• Consegna 1:
Secondo la pagina, che mestiere voleva fare Michele?
---------- Pagina ----------
La donna, 51 anni, si è rivolta ai carabinieri.
I militari stanno analizzando il computer e il cellulare del ragazzo, ma, al momento, non hanno riscontrato alcun elemento che faccia pensare a episodi di bullismo.
E la Procura non ha ancora aperto un fascicolo.
Una cosa è certa: per Michele la vita era diventata un peso. Nonostante le numerose passioni. Il nuoto, la palestra.
“Voleva farsi i muscoli, voleva la tartaruga, lui che era così magro”, ricorda la mamma.
“Ammirava gli youtuber e aveva anche caricato qualche video online”.
Poi c’era il grande progetto: studente del Colombatto, voleva diventare pasticcere. Ma fuori dai sogni, nella vita reale, faticava a rapportarsi con gli altri, a trovare degli amici, a inserirsi in un gruppo di coetanei, in quel gruppo che, per gli adolescenti, è tutto.
Maria vuole risposte.
----------
• Consegna 2:
Estrai dai record tutte le righe in cui compare la stringa "coastline". Maiuscole e minuscole contano.
---------- Materiale dell'esercizio ----------
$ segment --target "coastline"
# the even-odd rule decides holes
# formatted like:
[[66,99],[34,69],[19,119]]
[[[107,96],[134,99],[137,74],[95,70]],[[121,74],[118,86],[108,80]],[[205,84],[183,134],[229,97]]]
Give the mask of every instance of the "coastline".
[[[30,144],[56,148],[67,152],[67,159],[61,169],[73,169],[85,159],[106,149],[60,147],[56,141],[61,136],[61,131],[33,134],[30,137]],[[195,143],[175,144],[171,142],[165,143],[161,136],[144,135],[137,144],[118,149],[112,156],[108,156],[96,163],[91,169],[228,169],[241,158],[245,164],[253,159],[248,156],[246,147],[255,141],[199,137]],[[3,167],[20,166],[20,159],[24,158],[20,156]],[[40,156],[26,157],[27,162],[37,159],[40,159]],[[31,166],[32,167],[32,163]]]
----------
• Risposta 1:
Voleva diventare pasticcere.

• Risposta 2:
$ segment --target "coastline"
Give the mask of every instance of the "coastline".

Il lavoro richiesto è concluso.